[Stored data]
>>

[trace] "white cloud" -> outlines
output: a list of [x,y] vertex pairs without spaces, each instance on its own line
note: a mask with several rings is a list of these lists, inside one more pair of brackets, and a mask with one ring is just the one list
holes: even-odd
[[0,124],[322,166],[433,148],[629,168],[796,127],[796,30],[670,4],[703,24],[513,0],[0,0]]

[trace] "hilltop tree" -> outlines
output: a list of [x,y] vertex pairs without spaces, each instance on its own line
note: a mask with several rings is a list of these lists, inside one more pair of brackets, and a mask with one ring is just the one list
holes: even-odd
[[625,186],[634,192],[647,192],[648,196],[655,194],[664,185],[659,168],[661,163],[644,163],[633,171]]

<<

If a line above holds the word "trace", copy it.

[trace] "white cloud" -> outlines
[trace] "hilltop tree" -> outlines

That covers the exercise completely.